= Written problem =
Add 65 to every bounding-box coordinate in the answers of the part of the records that runs from the line containing "metal shelf unit" through the end of the records, both ends included, and write that part out again with its requests. Give only these lines and leave the pictures out.

[start of Exercise inputs]

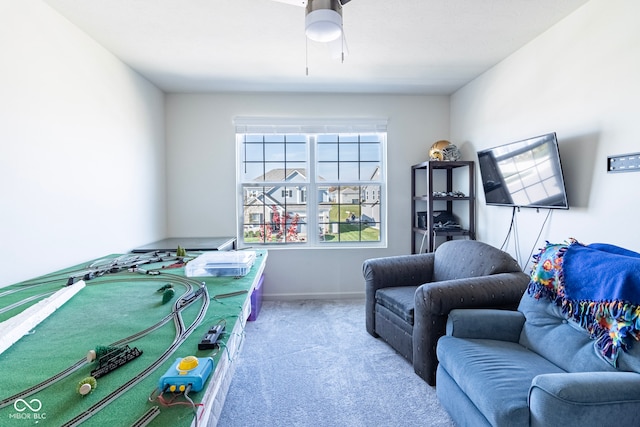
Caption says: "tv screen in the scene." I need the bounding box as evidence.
[478,133,569,209]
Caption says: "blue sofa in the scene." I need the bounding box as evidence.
[436,245,640,427]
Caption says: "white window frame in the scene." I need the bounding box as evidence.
[234,117,388,249]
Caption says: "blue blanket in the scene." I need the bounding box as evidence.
[528,239,640,366]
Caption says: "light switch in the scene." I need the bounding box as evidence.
[607,153,640,172]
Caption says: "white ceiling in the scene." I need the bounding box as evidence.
[44,0,588,94]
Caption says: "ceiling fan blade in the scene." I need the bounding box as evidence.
[273,0,308,7]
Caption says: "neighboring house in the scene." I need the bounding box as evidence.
[244,168,329,241]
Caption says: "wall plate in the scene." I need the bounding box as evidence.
[607,153,640,172]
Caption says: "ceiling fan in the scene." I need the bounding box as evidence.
[274,0,351,61]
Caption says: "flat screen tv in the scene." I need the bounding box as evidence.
[478,133,569,209]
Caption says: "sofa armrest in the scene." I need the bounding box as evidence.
[529,372,640,427]
[446,308,525,342]
[362,252,435,337]
[413,272,529,385]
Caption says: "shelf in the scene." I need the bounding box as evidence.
[413,227,471,236]
[411,160,475,253]
[413,196,472,202]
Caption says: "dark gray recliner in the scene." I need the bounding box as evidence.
[362,240,529,385]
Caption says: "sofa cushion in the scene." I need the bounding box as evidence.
[376,286,418,325]
[433,240,522,282]
[518,295,615,372]
[437,336,564,426]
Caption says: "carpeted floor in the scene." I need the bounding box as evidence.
[218,300,453,427]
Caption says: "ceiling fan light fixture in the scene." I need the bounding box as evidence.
[304,0,342,42]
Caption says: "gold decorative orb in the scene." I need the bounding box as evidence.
[429,139,451,161]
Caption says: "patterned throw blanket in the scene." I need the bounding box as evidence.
[528,239,640,366]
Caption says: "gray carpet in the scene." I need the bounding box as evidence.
[218,300,453,427]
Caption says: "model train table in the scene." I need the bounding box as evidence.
[0,251,267,426]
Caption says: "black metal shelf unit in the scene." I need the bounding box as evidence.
[411,160,476,254]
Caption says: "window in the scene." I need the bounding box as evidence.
[236,120,386,247]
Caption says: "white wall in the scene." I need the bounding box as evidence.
[451,0,640,270]
[166,94,449,298]
[0,0,166,286]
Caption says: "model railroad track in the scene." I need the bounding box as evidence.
[0,313,179,409]
[131,406,160,427]
[0,273,202,409]
[63,285,209,427]
[0,291,56,314]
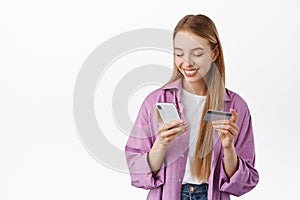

[end of Exercise inputs]

= Solution below =
Caption says: "black metal shelf unit in the scene." I need the bounding box as evidence.
[476,225,541,319]
Caption says: "window in the scene." I need the bounding box as evidence.
[301,185,451,312]
Caption says: "white wall in the scene." I need the bounding box as evidence.
[516,65,705,335]
[231,159,514,363]
[65,65,231,351]
Caption says: "model railroad track in the scene." I need the bounding box as evidence.
[65,378,244,474]
[196,471,225,492]
[65,338,267,474]
[128,350,274,492]
[65,356,121,379]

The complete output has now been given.